>>>
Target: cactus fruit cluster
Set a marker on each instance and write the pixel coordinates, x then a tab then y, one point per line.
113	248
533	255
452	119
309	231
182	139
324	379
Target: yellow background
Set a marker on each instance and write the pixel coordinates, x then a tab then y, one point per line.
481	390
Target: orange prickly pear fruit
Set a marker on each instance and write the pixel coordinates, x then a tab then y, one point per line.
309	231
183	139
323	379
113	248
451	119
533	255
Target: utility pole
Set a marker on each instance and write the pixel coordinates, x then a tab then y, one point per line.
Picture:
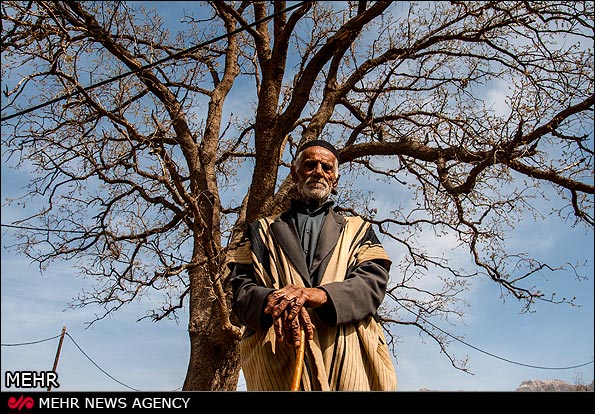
58	354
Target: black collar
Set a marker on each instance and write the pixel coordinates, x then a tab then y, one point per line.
312	210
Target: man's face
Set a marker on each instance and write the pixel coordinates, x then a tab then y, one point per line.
315	173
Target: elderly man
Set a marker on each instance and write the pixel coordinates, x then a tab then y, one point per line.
312	269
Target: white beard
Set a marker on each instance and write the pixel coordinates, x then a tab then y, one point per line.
312	189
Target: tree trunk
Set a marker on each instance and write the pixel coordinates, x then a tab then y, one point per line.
214	363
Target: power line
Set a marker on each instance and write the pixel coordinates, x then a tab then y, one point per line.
489	353
463	342
151	65
40	229
98	367
84	353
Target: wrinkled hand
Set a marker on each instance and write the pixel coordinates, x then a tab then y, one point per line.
288	306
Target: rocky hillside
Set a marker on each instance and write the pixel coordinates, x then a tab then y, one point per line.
552	386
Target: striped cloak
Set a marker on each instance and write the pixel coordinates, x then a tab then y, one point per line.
350	356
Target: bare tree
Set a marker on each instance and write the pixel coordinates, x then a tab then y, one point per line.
152	151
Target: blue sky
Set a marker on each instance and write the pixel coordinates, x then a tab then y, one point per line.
504	345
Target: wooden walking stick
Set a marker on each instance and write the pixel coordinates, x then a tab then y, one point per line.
299	362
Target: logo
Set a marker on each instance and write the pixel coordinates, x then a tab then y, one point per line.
20	403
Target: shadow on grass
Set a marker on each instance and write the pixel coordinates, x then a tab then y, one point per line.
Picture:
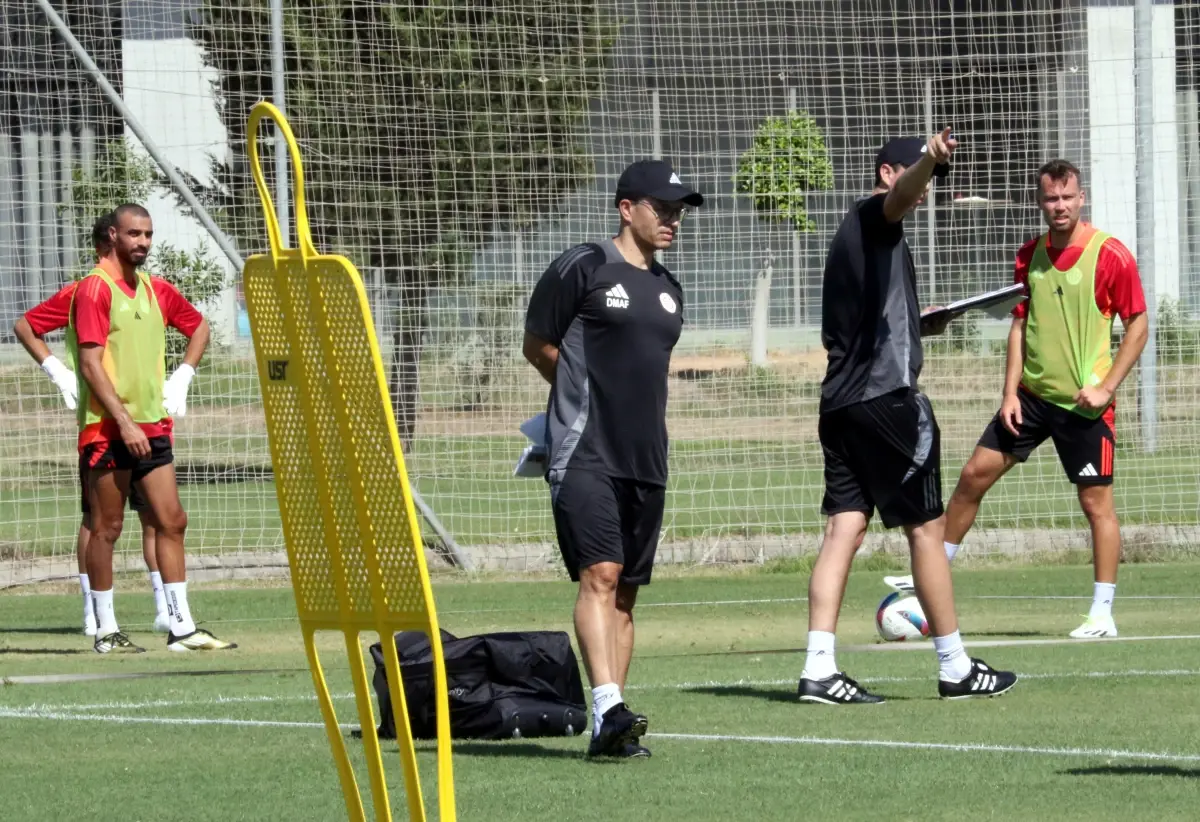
<<<
> _Task_
Output the entries verbatim, skipping images.

> _Response area_
Target: cactus fruit cluster
Set a marker on each instance and write the pixel coordinates, x then a tab then y, one point per line.
113	248
533	255
452	119
309	231
182	139
324	379
Target: yellow background
Set a marker on each instance and write the pixel coordinates, x then a tab then y, one point per line.
481	390
Target: orange prickly pear fruit
Set a marker on each instance and write the pixel coordinates, x then a tab then y, one point per line.
309	231
183	139
323	379
113	248
451	119
533	255
Target: utility pole
Set a marker on each instance and write the pixel coordinates, x then a tab then y, one point per line.
Picture:
58	354
Target: black collar
Set a marker on each instance and write the pixel coordinates, x then a tab then y, one point per line.
312	210
Target: man's face
Set a marker on each instance and write the pixel coordinates, x then a tab then y, one point per line.
315	173
Target: elderly man
Set a marker on each instance and write the pixel coordinates, x then a tab then y, one point per line.
312	269
Target: white beard
Set a marker on each instance and write the pixel coordinates, x then a tab then y, one point per line.
312	189
Target: tree trunk
Set a marker on each instance and write the pixel coordinates, x then a tab then y, one point per line.
214	363
Target: power line
Set a marker on each instance and write the pixel coordinates, x then a tab then y, one point per line.
489	353
463	342
151	65
40	229
98	367
84	353
Target: wrinkled hand
Set a marker on each instance and write the pixel coordinates, x then a tab then y, one point per line.
288	306
Target: rocky hillside
Set a marker on each instance and write the pixel coordinates, x then a tab then y, one point per line.
552	386
Target: striped cloak
Set a marker on each instance and write the pixel coordinates, x then a tab then y, one point per line.
350	356
Target: bare tree
Set a marker on each instance and write the pixel coordinates, x then a tab then y, one point per line.
152	151
Target: blue sky
Set a marker on each instance and write the pixel coordinates, x then a tab then y, one point per line.
504	345
Target: wooden walking stick
Set a marker on each instance and write the pixel coordinates, x then a tab then y, one point per line.
299	362
Target: logo
Set a marker on each instance and write the pixel coordinates, x then a tab then y, one point per line.
20	403
Target: shadow on grass
Set a marker on each instance and write the pixel coordinates, x then a tab then y, one point per line.
Picture:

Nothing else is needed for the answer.